▶ **TASK DESCRIPTION**
Collect each line in the listing below that contains the word "batting". Matching is case-sensitive.

▶ **Rows from a segmentation dataset**
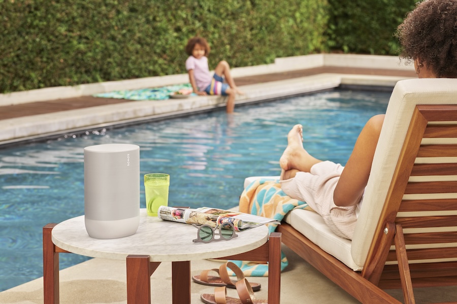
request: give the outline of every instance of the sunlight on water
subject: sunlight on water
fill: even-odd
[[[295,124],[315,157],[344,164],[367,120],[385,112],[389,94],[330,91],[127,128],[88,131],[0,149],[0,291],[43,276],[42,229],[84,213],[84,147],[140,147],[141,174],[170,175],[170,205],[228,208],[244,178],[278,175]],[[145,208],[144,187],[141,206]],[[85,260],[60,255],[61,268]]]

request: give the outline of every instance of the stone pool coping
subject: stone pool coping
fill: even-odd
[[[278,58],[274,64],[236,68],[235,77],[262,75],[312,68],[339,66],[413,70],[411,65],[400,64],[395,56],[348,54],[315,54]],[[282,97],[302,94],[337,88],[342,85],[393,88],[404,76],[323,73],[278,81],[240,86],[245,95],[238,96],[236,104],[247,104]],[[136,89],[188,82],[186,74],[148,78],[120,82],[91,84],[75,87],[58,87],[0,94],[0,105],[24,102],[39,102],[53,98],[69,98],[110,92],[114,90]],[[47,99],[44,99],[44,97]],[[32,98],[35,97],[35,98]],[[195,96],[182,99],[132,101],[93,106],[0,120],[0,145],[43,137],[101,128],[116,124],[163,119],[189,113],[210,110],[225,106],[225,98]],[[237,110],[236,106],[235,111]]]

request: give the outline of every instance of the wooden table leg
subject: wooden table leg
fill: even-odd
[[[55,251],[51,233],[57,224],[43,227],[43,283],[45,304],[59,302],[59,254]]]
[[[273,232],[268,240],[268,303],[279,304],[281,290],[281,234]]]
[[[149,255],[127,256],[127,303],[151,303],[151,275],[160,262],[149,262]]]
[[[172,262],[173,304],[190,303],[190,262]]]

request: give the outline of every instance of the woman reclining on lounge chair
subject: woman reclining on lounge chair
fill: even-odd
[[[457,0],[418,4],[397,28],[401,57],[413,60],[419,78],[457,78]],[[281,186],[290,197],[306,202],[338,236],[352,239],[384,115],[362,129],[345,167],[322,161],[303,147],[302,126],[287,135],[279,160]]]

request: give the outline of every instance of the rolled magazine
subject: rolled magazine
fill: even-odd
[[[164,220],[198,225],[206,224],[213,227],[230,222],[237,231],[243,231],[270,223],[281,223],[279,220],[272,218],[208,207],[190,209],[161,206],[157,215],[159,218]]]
* * *
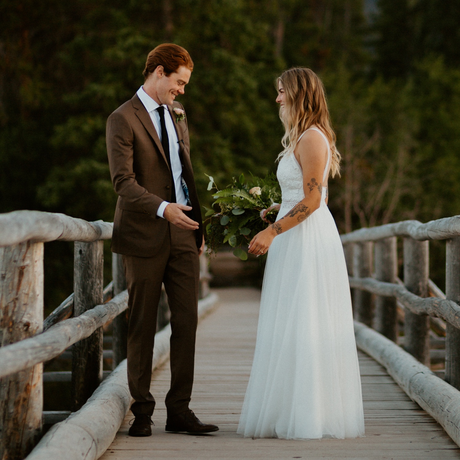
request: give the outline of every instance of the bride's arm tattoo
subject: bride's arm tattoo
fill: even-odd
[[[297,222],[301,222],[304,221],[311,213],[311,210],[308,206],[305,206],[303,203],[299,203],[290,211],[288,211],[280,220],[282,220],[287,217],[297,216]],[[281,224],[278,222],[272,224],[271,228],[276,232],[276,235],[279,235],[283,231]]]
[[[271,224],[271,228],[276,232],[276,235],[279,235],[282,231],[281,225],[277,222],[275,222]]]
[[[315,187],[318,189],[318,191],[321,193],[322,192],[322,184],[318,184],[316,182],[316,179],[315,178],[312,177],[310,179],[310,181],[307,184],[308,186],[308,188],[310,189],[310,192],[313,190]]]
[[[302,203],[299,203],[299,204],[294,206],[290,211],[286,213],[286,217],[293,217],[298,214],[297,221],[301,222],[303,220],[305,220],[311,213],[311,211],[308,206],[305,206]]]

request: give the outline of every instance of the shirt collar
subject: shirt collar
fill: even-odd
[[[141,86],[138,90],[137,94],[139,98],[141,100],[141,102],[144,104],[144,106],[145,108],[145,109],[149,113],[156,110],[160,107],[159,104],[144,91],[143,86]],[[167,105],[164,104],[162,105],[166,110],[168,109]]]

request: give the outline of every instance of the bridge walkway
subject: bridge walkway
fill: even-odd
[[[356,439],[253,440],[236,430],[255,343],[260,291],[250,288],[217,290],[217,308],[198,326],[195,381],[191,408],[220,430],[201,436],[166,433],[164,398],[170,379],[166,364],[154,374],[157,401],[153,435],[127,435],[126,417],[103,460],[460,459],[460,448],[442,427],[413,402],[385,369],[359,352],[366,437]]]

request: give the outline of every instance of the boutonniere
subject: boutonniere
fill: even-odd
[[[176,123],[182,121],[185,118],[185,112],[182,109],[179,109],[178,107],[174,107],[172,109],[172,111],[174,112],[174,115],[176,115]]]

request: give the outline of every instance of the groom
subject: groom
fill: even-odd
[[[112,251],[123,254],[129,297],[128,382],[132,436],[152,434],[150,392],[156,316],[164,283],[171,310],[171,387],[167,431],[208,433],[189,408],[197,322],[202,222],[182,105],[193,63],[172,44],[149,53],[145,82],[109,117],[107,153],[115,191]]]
==
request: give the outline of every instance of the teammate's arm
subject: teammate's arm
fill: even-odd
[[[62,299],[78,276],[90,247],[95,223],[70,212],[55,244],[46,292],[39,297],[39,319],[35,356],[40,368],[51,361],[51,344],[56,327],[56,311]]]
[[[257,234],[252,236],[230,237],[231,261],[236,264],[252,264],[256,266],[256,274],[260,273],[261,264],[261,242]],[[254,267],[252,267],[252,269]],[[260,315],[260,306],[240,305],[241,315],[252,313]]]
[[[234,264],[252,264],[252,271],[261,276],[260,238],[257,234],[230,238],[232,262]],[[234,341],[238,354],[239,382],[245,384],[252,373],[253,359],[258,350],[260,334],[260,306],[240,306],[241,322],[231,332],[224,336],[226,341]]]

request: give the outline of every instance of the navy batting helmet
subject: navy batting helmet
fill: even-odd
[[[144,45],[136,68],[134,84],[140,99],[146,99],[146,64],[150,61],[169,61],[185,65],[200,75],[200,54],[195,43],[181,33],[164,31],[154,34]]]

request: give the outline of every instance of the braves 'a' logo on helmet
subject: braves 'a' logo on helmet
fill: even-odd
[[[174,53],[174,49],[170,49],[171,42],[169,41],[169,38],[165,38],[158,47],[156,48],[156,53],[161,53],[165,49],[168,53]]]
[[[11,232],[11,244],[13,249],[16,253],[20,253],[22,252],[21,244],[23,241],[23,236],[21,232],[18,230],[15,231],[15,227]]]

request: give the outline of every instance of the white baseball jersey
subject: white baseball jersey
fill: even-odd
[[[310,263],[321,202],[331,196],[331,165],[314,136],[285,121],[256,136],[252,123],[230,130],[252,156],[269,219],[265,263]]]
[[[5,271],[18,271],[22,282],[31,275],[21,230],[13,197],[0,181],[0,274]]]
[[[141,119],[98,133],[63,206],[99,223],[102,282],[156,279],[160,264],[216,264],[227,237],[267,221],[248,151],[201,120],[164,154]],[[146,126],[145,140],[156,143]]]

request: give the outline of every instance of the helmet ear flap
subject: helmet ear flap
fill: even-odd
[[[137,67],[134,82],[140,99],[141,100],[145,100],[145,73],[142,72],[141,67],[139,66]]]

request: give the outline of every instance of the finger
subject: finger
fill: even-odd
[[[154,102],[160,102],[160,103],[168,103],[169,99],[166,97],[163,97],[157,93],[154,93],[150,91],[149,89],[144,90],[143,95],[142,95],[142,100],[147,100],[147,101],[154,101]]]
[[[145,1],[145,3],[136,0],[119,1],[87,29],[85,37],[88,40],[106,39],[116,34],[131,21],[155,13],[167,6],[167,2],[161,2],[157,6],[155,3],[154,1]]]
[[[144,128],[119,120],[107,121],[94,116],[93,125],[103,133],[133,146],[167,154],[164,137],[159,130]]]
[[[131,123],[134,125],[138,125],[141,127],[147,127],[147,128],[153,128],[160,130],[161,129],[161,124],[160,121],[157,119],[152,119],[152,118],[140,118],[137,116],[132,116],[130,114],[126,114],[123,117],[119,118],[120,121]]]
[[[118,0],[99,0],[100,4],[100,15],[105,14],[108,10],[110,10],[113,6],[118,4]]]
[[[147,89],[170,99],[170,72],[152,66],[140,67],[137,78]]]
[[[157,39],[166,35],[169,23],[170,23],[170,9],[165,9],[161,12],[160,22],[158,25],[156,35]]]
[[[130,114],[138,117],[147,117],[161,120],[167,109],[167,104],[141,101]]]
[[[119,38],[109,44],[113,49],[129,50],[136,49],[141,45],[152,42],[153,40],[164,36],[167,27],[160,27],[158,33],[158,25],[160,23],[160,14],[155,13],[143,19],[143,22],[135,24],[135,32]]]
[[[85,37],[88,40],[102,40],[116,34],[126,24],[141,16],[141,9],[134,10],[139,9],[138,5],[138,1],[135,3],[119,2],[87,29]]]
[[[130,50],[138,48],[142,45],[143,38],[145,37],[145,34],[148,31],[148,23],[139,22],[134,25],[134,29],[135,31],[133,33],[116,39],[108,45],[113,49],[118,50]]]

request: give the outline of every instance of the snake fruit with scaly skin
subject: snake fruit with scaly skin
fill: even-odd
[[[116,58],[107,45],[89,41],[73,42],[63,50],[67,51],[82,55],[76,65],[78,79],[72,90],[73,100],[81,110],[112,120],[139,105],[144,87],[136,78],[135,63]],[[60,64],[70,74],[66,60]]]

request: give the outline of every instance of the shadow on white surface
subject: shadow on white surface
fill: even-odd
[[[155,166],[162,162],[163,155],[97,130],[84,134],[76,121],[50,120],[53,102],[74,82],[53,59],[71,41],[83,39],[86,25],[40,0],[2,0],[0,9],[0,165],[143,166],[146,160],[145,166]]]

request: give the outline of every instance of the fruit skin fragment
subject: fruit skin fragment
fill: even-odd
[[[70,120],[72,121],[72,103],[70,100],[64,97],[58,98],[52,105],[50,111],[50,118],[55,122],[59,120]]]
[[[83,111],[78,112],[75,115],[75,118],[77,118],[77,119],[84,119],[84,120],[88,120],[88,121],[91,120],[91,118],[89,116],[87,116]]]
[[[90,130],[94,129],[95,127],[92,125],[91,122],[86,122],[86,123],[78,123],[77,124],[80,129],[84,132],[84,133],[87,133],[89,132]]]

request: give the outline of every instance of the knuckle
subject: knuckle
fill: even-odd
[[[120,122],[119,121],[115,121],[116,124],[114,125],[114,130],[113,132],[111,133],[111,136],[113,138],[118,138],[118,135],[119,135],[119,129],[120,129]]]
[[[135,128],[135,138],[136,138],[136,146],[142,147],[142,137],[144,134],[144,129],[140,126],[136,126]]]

▶ **RESPONSE TO THE TASK**
request: give the outline of every instance of the navy batting helmet
subject: navy batting helmet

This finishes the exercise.